◆ **Text excerpt**:
Sports medicine physicians and physiotherapists understand female athletes are more likely than men to injure their ACL, the anterior cruciate ligament in the knee - as much as eight times more likely, depending on the sport.
Despite the reports by female athletes saying they felt like their knees are looser at different times of the month, previous research
in the area has largely discounted a connection between the female hormone cycle and knee injury.
The recent research project was a collaboration between kinesiology, engineering and health sciences researchers. The team found not all women experience knee laxity at the same time of their menstrual cycle. The researchers speculate that this is likely why previous research in the area has largely discounted a connection between the hormone cycle and knee injury.
In a series of recent papers published
in the British Journal of Sports Medicine
and The American Journal of Sports Medicine
the researchers noted that while 14 of 26 subjects exhibited the greatest amount of knee laxity during the ovulation phase, while 10 others had the greatest laxity during the follicular phase and two subjects during the luteal phase.

◆ **Problems to solve**:
1. Name every phase of the menstrual cycle mentioned in the passage on female athletes' knee injuries.
2. Summarize the passage on female athletes' knee injuries in two sentences.
3. Transcribe the passage on female athletes' knee injuries from "Despite the reports" up to and including "the hormone cycle and knee injury.".

◆ **Entries shown**:

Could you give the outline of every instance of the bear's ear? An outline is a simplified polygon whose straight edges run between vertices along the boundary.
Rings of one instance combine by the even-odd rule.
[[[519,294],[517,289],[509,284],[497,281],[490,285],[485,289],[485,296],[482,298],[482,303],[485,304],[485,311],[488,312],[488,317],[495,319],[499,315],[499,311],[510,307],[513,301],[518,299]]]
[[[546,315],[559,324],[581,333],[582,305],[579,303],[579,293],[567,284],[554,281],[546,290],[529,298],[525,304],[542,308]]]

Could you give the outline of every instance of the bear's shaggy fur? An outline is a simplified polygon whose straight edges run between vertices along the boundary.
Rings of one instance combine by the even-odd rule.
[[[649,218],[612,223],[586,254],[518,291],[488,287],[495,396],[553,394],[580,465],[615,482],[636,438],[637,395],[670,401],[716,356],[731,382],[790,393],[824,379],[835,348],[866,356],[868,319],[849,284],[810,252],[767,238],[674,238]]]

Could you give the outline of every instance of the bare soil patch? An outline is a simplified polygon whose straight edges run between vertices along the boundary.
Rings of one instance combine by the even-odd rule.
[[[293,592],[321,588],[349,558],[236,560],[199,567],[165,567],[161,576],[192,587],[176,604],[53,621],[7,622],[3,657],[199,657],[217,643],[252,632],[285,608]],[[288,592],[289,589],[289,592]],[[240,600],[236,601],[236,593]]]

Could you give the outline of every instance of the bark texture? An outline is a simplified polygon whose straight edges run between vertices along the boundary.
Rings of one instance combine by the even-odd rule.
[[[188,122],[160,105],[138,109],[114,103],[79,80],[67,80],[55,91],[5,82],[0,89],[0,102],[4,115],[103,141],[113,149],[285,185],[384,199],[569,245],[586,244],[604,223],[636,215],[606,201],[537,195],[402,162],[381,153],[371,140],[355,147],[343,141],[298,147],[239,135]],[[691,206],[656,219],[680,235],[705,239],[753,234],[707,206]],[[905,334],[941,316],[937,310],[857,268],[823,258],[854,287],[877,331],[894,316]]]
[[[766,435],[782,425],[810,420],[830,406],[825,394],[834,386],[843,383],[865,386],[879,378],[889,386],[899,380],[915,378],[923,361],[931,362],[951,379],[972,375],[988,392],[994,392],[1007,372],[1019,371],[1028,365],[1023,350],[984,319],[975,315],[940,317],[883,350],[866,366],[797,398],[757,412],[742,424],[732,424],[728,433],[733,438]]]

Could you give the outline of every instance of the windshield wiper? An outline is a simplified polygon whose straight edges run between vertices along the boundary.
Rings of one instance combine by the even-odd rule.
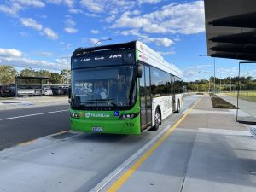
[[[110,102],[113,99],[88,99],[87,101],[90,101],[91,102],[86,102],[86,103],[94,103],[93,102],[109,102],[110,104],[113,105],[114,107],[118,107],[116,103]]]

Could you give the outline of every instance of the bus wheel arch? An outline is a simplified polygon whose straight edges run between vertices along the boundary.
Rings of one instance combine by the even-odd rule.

◆ **Solutions below**:
1.
Ovulation phase
Follicular phase
Luteal phase

2. Female athletes are more likely than men to injure the anterior cruciate ligament in the knee, and although they have reported that their knees feel looser at different times of the month, previous research largely discounted a connection between the hormone cycle and knee injury. A team of kinesiology, engineering and health sciences researchers found that not all women experience knee laxity at the same time of their menstrual cycle, which the researchers speculate is likely why the earlier research discounted that connection.

3.
Despite the reports by female athletes saying they felt like their knees are looser at different times of the month, previous research
in the area has largely discounted a connection between the female hormone cycle and knee injury.
The recent research project was a collaboration between kinesiology, engineering and health sciences researchers. The team found not all women experience knee laxity at the same time of their menstrual cycle. The researchers speculate that this is likely why previous research in the area has largely discounted a connection between the hormone cycle and knee injury.